Reproduce the lines between the one containing "Would you point out the man" and the one containing "(1001, 489)", inclusive, changing "eyeglasses" to "spectacles" and leaving everything else as it is.

**TASK DATA:**
------------------------------------------------------------

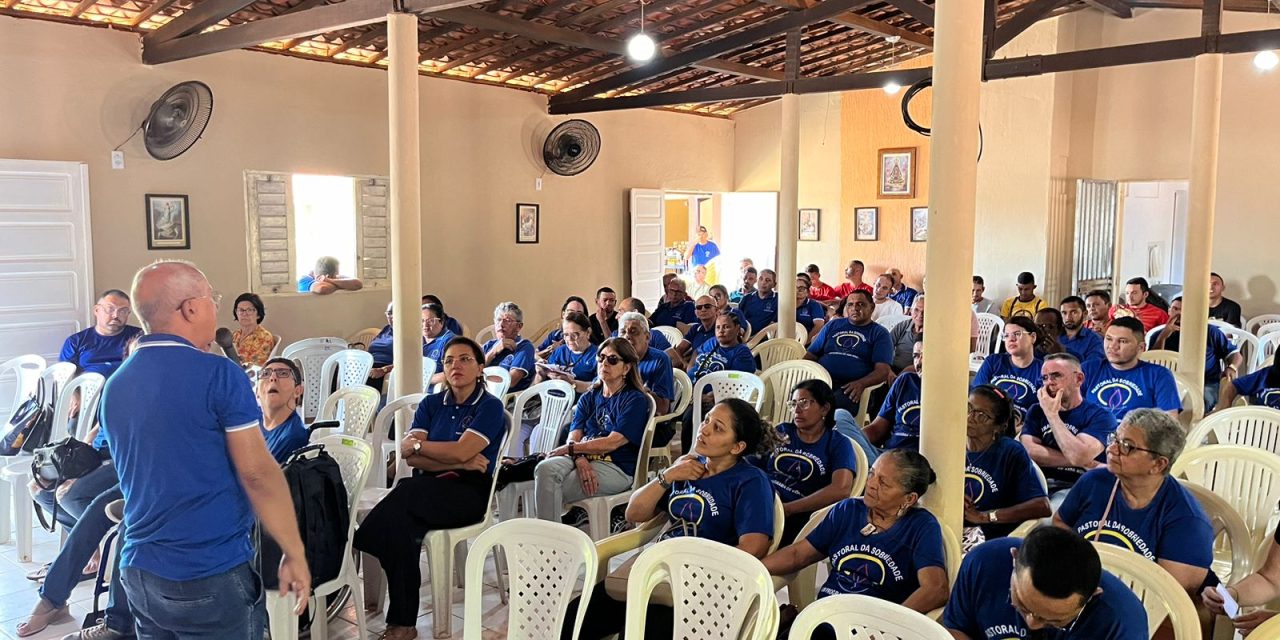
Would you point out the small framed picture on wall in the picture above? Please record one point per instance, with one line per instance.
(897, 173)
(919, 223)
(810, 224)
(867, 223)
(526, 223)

------------------------------------------------------------

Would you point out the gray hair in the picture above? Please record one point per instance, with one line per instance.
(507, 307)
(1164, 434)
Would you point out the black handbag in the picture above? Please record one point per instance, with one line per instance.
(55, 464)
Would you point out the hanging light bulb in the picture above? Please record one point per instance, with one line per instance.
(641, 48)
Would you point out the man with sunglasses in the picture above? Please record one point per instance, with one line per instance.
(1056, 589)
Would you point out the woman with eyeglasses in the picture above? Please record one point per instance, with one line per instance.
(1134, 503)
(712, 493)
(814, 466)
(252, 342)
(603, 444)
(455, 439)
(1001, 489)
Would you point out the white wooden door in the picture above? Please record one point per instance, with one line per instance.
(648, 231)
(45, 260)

------------------------------------------------------------

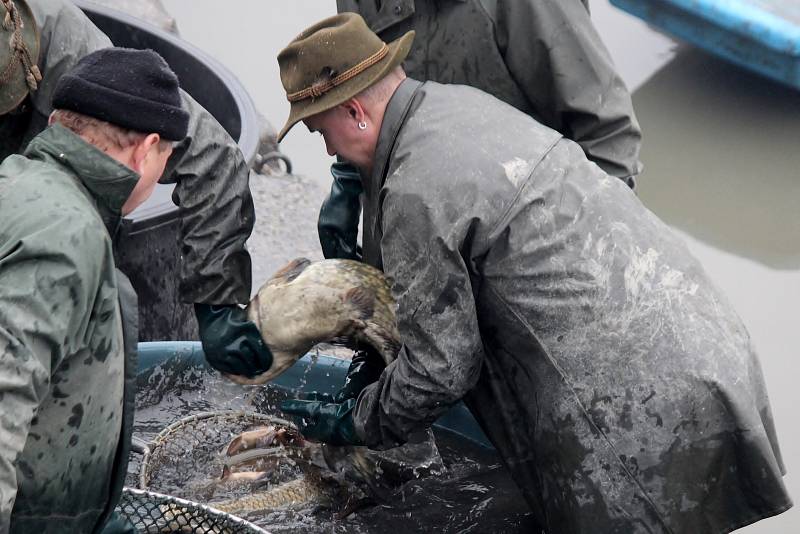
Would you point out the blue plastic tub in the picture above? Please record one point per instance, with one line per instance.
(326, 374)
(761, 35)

------------------------------------------------------------

**EXPECTED ANSWER:**
Would you point out the man with sunglasses in the picture above? Please record one point per instance, with one line per instance.
(1056, 589)
Would you point out the woman with spectacles in the picture above? Please record one point per instance, with one line per instance.
(1134, 503)
(712, 493)
(814, 466)
(252, 342)
(603, 444)
(455, 439)
(1001, 489)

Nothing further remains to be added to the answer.